- ORDEN DE TRABAJO
Continúa, por favor, el fragmento sobre el ataque al Museo del Bardo a partir de su última oración.

- FRAGMENTO
==========

Visitaban el Museo del Bardo, uno de los más importantes del Mediterráneo por sus mosaicos romanos, cuando sucedió el tiroteo. Cristina Rubio y Juan Carlos Sánchez, pareja de Sueca (Valencia), se ocultaron en un cuarto de la limpieza con la ayuda de un funcionario del museo, según relata France Press. Allí pasaron 17 horas agazapados y con los oídos atentos a cada ruido, cada grito, y al cruce de balazos entre la policía tunecina y los terroristas de Estado Islámico (EI).

El ataque al Bardo se produjo el miércoles por la mañana tras un intento frustrado de asaltar el Parlamento, cercano al museo. Entre un lugar y otro, los pistoleros de EI dispararon a un autobús con 40 turistas y asesinaron a siete, entre ellos un matrimonio catalán. Los supervivientes corrieron hacia el Bardo seguidos de un grupo de terroristas, que se atrincheraron en el jardín con varios rehenes.

==========

- ÍTEMS PROPORCIONADOS
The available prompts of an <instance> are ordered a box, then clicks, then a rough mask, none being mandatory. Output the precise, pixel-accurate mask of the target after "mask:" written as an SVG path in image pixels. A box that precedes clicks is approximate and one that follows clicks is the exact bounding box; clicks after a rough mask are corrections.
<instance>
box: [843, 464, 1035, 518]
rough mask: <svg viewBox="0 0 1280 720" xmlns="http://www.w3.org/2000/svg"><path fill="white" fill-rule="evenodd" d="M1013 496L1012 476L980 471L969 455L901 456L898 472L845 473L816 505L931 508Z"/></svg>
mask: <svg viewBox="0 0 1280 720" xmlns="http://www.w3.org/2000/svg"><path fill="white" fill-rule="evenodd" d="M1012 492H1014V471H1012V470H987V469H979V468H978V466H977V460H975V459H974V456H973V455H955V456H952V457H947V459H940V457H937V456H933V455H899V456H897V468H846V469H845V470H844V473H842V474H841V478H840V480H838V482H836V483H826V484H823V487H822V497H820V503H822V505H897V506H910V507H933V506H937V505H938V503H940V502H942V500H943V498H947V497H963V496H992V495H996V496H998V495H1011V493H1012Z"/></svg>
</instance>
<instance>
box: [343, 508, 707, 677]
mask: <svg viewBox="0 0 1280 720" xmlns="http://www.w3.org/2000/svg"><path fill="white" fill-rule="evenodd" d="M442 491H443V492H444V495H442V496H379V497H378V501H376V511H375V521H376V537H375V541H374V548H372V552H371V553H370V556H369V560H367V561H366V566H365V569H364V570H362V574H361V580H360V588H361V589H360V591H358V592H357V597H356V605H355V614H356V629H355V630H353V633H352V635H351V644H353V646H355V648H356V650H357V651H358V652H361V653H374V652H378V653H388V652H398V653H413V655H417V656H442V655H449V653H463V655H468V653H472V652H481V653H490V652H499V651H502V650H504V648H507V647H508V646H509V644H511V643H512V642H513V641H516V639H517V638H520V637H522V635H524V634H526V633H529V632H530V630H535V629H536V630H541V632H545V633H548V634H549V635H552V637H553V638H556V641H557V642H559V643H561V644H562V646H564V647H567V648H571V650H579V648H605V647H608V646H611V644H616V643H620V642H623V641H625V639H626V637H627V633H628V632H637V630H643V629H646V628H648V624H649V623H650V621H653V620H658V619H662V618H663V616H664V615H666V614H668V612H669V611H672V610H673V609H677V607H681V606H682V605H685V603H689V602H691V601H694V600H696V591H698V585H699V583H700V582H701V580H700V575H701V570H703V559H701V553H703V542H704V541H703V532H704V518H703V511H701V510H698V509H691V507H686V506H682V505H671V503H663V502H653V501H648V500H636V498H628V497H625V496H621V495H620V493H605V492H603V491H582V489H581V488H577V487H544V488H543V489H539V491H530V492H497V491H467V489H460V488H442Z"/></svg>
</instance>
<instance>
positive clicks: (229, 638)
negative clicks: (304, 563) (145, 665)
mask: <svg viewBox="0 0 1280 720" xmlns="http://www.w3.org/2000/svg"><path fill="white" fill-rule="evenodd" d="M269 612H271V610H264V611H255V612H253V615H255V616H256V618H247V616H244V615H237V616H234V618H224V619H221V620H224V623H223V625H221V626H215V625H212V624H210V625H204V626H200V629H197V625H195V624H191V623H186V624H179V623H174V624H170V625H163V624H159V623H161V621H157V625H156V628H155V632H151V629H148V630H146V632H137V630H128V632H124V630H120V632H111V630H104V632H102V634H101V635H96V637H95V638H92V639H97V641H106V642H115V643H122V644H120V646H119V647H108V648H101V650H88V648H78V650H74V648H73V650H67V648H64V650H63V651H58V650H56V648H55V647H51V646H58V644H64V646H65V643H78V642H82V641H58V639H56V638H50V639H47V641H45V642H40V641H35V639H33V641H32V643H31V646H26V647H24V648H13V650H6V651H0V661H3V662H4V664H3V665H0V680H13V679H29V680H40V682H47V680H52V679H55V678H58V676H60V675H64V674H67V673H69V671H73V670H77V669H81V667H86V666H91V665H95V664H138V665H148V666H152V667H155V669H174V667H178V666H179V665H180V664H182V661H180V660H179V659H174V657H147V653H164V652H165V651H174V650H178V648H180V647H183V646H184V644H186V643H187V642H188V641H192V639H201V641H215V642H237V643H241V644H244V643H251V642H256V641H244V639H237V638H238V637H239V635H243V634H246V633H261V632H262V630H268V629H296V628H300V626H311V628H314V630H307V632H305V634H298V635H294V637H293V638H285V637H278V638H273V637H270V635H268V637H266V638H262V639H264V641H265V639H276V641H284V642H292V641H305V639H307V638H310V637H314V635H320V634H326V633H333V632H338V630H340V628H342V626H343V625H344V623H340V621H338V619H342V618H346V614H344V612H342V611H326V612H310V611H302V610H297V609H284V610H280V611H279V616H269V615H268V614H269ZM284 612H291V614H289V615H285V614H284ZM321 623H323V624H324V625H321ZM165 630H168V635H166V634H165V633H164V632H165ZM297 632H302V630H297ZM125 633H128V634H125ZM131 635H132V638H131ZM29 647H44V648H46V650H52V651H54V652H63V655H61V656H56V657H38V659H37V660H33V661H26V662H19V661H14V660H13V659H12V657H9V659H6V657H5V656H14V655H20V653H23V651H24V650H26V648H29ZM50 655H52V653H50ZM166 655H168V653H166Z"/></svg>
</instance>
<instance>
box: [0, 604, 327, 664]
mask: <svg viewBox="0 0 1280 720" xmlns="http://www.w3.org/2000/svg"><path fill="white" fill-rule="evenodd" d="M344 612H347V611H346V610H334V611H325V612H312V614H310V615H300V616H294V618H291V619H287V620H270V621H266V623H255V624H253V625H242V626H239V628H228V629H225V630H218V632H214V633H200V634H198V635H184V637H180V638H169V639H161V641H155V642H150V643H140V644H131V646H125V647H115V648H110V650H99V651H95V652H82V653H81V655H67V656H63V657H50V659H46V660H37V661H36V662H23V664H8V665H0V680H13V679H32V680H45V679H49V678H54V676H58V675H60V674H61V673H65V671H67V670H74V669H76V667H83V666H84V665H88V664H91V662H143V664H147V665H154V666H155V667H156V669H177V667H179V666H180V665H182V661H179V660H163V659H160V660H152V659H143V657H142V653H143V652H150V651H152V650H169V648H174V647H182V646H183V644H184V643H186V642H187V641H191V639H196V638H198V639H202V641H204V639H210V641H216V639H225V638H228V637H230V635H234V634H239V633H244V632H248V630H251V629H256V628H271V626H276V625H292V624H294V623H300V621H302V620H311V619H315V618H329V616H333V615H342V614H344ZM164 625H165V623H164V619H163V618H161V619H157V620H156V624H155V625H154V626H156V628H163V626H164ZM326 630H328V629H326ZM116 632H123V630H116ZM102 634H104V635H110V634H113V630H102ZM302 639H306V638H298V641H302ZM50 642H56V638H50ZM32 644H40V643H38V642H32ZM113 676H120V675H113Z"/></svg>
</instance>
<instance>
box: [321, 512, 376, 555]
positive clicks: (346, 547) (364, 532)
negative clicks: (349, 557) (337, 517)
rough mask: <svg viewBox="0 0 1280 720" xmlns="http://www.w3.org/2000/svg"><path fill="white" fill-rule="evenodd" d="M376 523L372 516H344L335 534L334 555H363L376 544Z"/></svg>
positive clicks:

==========

- RESPUESTA
Según David Rubio, padre de Cristina, en declaraciones a Efe, "escuchaban voces árabes por el pasillo, pero no sabían si eran atacantes o policías". Rubio ha podido hablar por teléfono con su hija, quien "con voz temblorosa" le ha relatado la noche de pesadilla en mitad de la luna de miel que iniciaron el 8 de marzo a bordo de un crucero de MSC. Túnez era la última etapa del itinerario.

Pero las 17 horas escondidos no solo fueron angustiosas para la pareja de enfermeros de 27 años (ella) y 33. El ministro de Exteriores, José Manuel García Margallo, no abandonó la corrida de toros de la Feria de Fallas, en Valencia, hasta que le informaron de que entre las víctimas del atentado podría haber españoles. A las 18.30 le confirmaron que faltaban cuatro turistas en las listas españolas de los cruceros. Y a la media hora tuvo noticia del fallecimiento del matrimonio catalán.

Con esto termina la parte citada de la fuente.